PASSAGE TO READ:
You can also download this template into your current directory by running:

DARTassembler configs --path .

Tip

Every filter, except denticities and graph_IDs, has an optional parameter apply_to_denticities. This parameter allows users to apply the respective filter only to ligands with the specified denticities, which can be very useful. If this parameter is empty or omitted, the filter will be applied to all ligands.

Global Options

The following options specify global settings for the Ligand Filters Module. If a setting is missing, the default value is used.

input_db_file
Type:

filepath, metalig, test_metalig

Default:

metalig

Path to the input ligand database. If empty, the entire MetaLig ligand database will be used as input.

output_db_file
Type:

filepath

Default:

filtered_ligand_db.jsonlines

Path to where the filtered ligand database will be saved.

output_ligands_info
Type:

true, false

Default:

true

If false, only the ligand database file will be saved. If true, a directory with info files about the database and the filtering process will be saved.

Physical Property Filters

denticities

Keeps only ligands with denticities specified in the list.

Options:
denticities :

List of denticities to keep.

Example:

This example will keep only ligands with denticity 2, 3 and 5.

- filter: denticities
  denticities: [2, 3, 5]
ligand_charges

Keep only ligands with formal charges specified in the list.

Options:
ligand_charges :

List of formal charges to keep.

apply_to_denticities :

Denticity or list of denticities. This filter will be applied only to ligands with the specified denticities. If empty or omitted, will apply to all ligands.

Example:

For ligands with denticity of 2 or 3, this example will keep only ligands which have a formal charge of -1, 0 or 1. Ligands with denticities other than 2 or 3 will always pass.

- filter: ligand_charges
  ligand_charges: [-1, 0, 1]
  apply_to_denticities: [2, 3]
ligand_composition

Filter ligands based on their chemical composition, e.g. C6H5 for phenyl. The filter has four different modes: depending on the value of instruction, the specified elements are used to check a different condition. This filter works exactly like the coordinating_atoms_composition filter, except that it applies to all atoms of the ligand instead of only the set of coordinating atoms.

GIVEN DATA:
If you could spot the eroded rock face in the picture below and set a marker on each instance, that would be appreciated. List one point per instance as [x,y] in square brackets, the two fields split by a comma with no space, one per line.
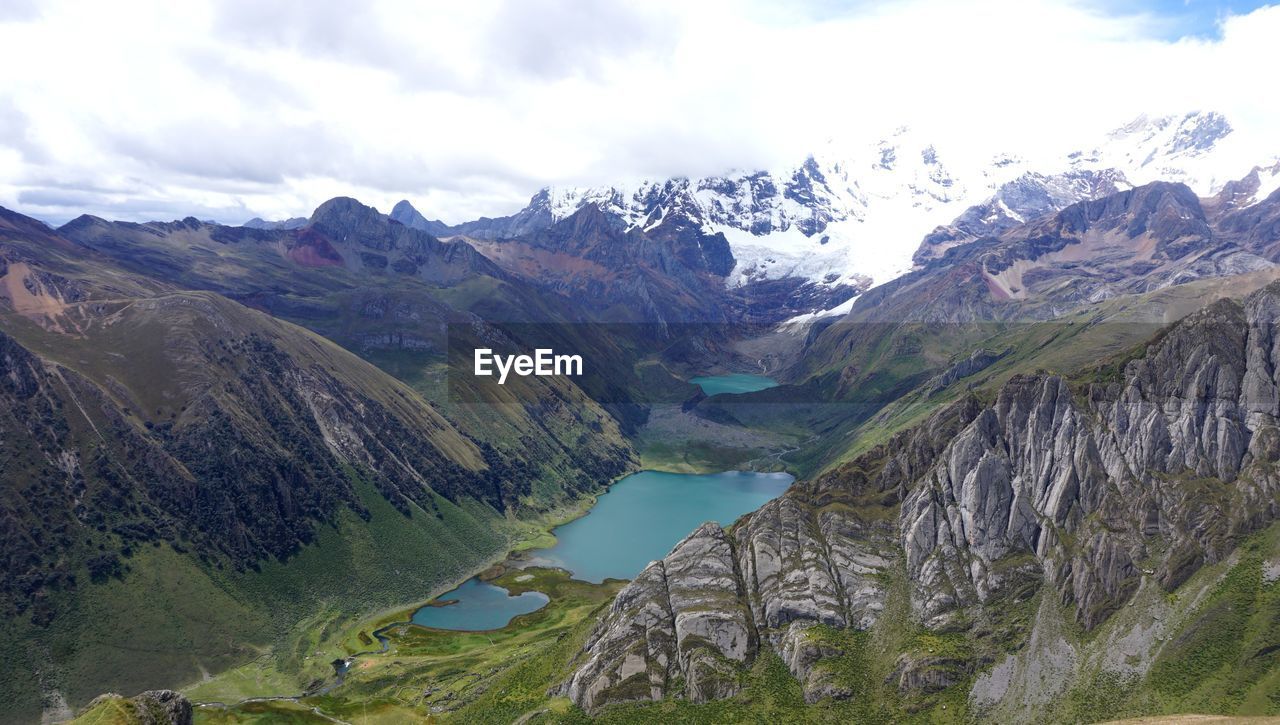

REQUIREMENT A:
Decide whether each statement below agrees with the ligand filter documentation. For each, answer yes or no and quote the deciding words from the documentation. (i) The denticities filter accepts the optional parameter apply_to_denticities. (ii) If input_db_file is left empty, the entire MetaLig ligand database is used as input. (iii) In the ligand_charges example, ligands with a denticity of 4 are removed.
REQUIREMENT B:
Reproduce the part of the ligand filter documentation that opens with the words containing "For ligands with" and closes with "will always pass.".
REQUIREMENT C:
List every option name given under the Global Options heading of the ligand filter documentation.

CORRECT RESPONSE A:
(i) No: "Every filter, except denticities and graph_IDs, has an optional parameter apply_to_denticities."
(ii) Yes: "If empty, the entire MetaLig ligand database will be used as input."
(iii) No: "Ligands with denticities other than 2 or 3 will always pass."

CORRECT RESPONSE B:
For ligands with denticity of 2 or 3, this example will keep only ligands which have a formal charge of -1, 0 or 1. Ligands with denticities other than 2 or 3 will always pass.

CORRECT RESPONSE C:
input_db_file
output_db_file
output_ligands_info